Questions →
A: In the news item on ear-kiss hearing loss, how many further cases around the world has Dr Reiter identified?
B: Proceed with the news item on ear-kiss hearing loss, writing on from its final sentence.

===== Given passage

Deaf news: Could a “kiss of deaf” damage your hearing?

Posted on April 3, 2012

In one of the more bizarre explanations for deafness (and no, this wasn’t dated April 1st) Dr Levi Reiter, a professor of audiology at Hofstra University in New York, has claimed that an innocent kiss on the ear can cause “cochlear ear-kiss injury,” leading to permanent hearing loss.

Dr Reiter has been studying the phenomenon ever since a woman told him she went deaf in one ear immediately after her five-year old son kissed her there. He soon found another case of ‘ear-kiss injury’ in the 1950s and has now identified a further 30 cases around the world.

An article for MSNBC quotes Reiter as saying: “Ear-kiss patients exhibit a characteristic pattern of hearing loss, with hearing most diminished in the frequency range of unvoiced consonants, such as “ch” and “sh.” There are a lot of cases of unknown unilateral hearing loss in kids, and I am sure that a good portion are from a peck on the ear.”

==========
===== Dataset excerpts

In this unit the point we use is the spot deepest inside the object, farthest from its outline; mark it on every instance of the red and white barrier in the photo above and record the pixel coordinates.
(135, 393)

==========
===== Dataset excerpts

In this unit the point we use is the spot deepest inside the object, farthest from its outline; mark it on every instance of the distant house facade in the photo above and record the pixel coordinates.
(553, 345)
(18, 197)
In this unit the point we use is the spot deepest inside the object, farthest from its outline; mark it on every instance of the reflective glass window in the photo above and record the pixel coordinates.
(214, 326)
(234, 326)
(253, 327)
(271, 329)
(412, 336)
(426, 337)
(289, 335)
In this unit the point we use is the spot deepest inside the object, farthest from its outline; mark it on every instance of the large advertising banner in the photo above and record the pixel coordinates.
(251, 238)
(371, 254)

==========

Responses to the tasks →
A: He has identified a further 30 cases.

B:
The article also says that Reiter ‘believes that the intense suction on the eardrum pulls the chain of three tiny bones in the ear. The third bone, the stirrup-shaped stapes, then tugs on the stapedial annular ligament, causing turbulence in the fluid of the cochlea, or inner ear.’

This phenomenon is now considered an “emerging topic in the field” by the American Speech-Language-Hearing Association, and could leave a lot of Deafies wondering whether our deafness was really down to genetics, or whether we were just amazingly cute babies who attracted one too many kisses from admiring adults. Personally, I’m going with the latter.